--- Vorliegender Auszug ---
┏━━

Freischwebend in der Dauer-Krise

Peter Trawny reflektiert leichtfüßig und tiefschürfend zugleich die „Krise der Wahrheit“ demokratischer Gesellschaften – und weist das Beunruhigende als gesellschaftlich produktiv aus

Von Simon ScharfRSS-Newsfeed neuer Artikel von Simon Scharf

Besprochene Bücher / Literaturhinweise

Der Wahrheits-Begriff scheint gegenwärtig in gesellschaftlichen Debatten (wieder einmal) Hochkonjunktur zu haben und an vielen Stellen brandet gewissermaßen der Wunsch einer geradlinigen Positionierung sowohl in begrifflichen Fragen als auch in Bezug auf brisante Aspekte politischer Diskussionen auf: Von der Forderung nach „Einheitlichkeit“ in Fragen der Corona-Schutzmaßnahmen, über den Ruf nach „Geschlossenheit“ gegenüber rechtspopulistischen Strömungen bis hin zur Selbst-Versicherung der „ganzen Härte des Rechtsstaats“ in Anbetracht des Handelns von Straftätern – mindestens schimmert hier die Vorstellung einer nicht weiter hinterfragbaren, intersubjektiv geteilten und letztlich „alternativlosen“ Form von Wahrheit und Konsequenz durch, bei der der diskursive Raum der Aushandlung, die Ebene der Widersprüchlichkeit und Ambivalenz sowie die Möglichkeiten der Abwägung und (relativierenden) Einordnung in den Hintergrund geraten.

┗━━

--- Daten zur Objektverortung in natürlicher Sprache ---
┏━━

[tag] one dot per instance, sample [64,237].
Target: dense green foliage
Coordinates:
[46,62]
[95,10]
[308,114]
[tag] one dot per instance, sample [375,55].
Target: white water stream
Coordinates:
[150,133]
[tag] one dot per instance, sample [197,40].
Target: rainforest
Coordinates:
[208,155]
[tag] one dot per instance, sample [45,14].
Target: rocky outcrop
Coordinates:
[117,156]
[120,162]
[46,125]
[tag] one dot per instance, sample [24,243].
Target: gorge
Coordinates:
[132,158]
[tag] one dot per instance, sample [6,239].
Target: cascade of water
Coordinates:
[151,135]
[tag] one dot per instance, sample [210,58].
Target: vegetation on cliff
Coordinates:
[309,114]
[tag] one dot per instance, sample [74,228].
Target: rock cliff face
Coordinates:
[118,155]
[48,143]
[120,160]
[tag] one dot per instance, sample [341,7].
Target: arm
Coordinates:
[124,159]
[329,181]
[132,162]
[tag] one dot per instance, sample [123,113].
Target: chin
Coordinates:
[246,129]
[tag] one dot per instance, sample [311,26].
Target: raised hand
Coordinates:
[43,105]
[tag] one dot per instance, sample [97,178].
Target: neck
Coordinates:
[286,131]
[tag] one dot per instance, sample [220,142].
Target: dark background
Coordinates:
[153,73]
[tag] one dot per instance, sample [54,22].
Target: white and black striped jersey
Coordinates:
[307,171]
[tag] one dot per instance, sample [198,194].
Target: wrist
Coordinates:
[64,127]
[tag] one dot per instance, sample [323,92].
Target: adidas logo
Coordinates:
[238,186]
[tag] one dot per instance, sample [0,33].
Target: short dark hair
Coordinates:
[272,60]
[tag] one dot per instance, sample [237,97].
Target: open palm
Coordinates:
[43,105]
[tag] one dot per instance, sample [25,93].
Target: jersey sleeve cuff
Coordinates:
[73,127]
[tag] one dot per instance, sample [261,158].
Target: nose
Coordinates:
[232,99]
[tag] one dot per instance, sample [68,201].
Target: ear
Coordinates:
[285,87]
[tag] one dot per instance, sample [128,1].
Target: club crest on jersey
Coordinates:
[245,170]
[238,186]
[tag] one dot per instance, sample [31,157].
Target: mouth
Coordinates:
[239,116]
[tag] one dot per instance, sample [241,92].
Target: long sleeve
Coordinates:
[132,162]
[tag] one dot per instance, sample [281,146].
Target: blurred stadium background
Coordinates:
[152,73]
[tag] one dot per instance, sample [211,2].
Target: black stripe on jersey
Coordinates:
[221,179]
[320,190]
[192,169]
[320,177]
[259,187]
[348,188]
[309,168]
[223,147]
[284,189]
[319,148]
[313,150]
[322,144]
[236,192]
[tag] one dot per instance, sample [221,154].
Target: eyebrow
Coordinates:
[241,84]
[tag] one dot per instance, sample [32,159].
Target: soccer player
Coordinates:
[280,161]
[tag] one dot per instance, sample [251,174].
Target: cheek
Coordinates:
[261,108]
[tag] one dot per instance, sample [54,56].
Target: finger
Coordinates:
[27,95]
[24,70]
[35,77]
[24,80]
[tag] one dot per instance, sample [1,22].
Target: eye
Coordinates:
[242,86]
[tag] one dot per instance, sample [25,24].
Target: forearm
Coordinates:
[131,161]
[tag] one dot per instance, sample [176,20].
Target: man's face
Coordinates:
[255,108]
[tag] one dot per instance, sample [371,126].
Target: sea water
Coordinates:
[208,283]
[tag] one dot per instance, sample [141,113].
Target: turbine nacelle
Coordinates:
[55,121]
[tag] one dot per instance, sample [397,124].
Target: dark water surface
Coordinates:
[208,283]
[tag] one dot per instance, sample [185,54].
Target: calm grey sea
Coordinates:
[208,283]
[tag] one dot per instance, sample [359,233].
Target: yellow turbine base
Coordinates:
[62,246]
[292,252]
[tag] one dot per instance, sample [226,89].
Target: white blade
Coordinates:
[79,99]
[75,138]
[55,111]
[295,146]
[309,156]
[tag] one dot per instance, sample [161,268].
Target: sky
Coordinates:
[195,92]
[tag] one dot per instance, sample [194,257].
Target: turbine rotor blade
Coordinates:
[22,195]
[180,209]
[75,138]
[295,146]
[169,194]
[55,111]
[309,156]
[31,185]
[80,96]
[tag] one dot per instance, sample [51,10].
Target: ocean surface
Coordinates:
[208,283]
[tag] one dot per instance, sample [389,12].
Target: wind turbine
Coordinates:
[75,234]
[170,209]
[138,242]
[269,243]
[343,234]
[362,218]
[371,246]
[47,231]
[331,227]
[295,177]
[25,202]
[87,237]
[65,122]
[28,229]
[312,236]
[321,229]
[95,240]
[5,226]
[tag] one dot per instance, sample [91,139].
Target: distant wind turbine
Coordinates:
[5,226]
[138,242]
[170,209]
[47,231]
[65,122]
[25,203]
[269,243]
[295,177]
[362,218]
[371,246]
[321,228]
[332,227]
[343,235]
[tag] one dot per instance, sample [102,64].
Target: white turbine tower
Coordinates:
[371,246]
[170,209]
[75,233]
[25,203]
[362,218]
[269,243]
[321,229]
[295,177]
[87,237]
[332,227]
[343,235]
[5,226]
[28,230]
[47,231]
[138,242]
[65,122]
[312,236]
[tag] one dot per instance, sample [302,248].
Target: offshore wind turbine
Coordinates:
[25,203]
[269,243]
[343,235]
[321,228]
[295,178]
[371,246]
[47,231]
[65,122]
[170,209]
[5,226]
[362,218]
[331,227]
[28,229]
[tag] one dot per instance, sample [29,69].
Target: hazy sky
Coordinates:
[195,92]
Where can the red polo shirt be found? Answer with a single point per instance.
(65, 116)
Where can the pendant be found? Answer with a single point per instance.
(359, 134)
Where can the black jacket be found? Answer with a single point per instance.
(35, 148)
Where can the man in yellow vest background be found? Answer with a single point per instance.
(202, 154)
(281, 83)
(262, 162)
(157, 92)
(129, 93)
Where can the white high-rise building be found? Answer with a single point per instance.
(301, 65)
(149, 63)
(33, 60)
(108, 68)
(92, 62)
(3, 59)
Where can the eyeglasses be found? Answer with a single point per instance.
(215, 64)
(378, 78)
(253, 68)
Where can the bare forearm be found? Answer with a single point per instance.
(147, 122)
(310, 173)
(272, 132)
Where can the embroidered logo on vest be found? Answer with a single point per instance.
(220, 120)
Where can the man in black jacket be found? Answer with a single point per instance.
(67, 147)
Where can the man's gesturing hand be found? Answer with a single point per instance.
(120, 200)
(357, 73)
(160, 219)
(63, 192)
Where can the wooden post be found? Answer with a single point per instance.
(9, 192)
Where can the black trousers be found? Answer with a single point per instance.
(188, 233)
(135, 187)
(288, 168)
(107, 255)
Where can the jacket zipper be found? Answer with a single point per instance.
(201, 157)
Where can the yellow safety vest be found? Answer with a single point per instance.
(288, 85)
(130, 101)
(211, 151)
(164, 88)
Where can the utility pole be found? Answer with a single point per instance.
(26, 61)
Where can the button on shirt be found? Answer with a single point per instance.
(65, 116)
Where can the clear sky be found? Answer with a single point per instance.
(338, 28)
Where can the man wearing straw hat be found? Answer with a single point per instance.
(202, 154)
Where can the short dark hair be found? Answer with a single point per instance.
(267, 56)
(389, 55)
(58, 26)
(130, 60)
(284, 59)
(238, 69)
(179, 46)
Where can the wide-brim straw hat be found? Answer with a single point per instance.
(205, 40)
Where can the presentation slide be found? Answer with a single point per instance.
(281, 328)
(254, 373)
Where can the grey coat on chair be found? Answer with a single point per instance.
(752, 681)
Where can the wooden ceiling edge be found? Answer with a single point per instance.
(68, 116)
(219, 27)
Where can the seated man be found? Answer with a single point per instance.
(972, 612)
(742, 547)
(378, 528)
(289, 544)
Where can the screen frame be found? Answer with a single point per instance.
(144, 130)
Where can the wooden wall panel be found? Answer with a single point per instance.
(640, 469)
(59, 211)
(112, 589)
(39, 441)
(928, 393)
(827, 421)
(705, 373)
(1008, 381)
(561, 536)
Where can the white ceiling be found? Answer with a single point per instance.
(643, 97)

┗━━

--- Übungsaufgaben ---
• a. Fasse die Rezension über die Krise der Wahrheit in zwei Sätzen zusammen.
• b. Gib den Absatz der Rezension über die Krise der Wahrheit, der mit „Der Wahrheits-Begriff scheint“ beginnt, als Stichpunktliste wieder.
• c. Setze die Rezension über die Krise der Wahrheit im Anschluss an ihren letzten Satz fort.

--- Ergebnisse in Reihenfolge ---
• a. Peter Trawny reflektiert die „Krise der Wahrheit“ demokratischer Gesellschaften und weist das Beunruhigende daran als gesellschaftlich produktiv aus. Der Wahrheits-Begriff hat gegenwärtig in Debatten Hochkonjunktur, und Forderungen nach „Einheitlichkeit“ oder „Geschlossenheit“ lassen die Vorstellung einer „alternativlosen“ Wahrheit durchschimmern, bei der Aushandlung, Ambivalenz und Abwägung in den Hintergrund geraten.

• b.
- Der Wahrheits-Begriff hat in gesellschaftlichen Debatten gegenwärtig (wieder einmal) Hochkonjunktur.
- Vielerorts zeigt sich der Wunsch nach geradliniger Positionierung, in begrifflichen Fragen wie in politischen Diskussionen.
- Beispiele: die Forderung nach „Einheitlichkeit“ bei den Corona-Schutzmaßnahmen, der Ruf nach „Geschlossenheit“ gegenüber rechtspopulistischen Strömungen, die Berufung auf die „ganze Härte des Rechtsstaats“ gegenüber Straftätern.
- Darin schimmert die Vorstellung einer nicht hinterfragbaren, intersubjektiv geteilten, „alternativlosen“ Wahrheit durch.
- Dabei geraten der diskursive Raum der Aushandlung, Widersprüchlichkeit und Ambivalenz sowie Abwägung und Einordnung in den Hintergrund.

• c.
Der Philosoph Peter Trawny spielt bereits auf der Formebene seines Buches Krise der Wahrheit mit den Zuschreibungen an den Wahrheits-Begriff und lässt jegliche Erwartungen an eine Art Positionsbestimmung oder Leitlinie in Buchform, an einen klaren roten Faden, ein „Statement zur Gegenwart“ fulminant ins Leere laufen. Indem er stattdessen kleine Textminiaturen unterschiedlichster Perspektive, Akzentuierung und Sprache nebeneinander stellt, die allesamt im weitesten Sinne auf die Krisenerfahrung des Begriffs der Wahrheit rekurrieren, verneint er den Charakter einer hierarchischen „großen Erzählung“ und ermöglicht performativ genau das, was er in Hinblick auf die Idee einer vielstimmigen und perspektivabhängigen Form von Wahrheit im gesellschaftlichen Diskurs für zentral hält.

Inhaltlich stellt Trawny eine Einsicht ins Zentrum, die das Dauer-Geraune vom Ende der Wahrheit in allen Krisenerscheinungen (spätestens seit der Präsidentschaft von Donald Trump) insofern relativiert, als er die Problematisierung von Wahrheit als Standardsituation demokratischer Gesellschaften begreift, die ohne das permanente Ringen um Wahrheit in Autoritarismen (der einen gültigen Wahrheit) abdriften würden. Sein Diktum der „Vieldeutigkeit der Wahrheits-Krise“ impliziert auf diese Weise eine Krisenhaftigkeit von Anfang an – im Zusammenhang mit einer Vielzahl an Zugangsmöglichkeiten zur Idee von Wahrheit.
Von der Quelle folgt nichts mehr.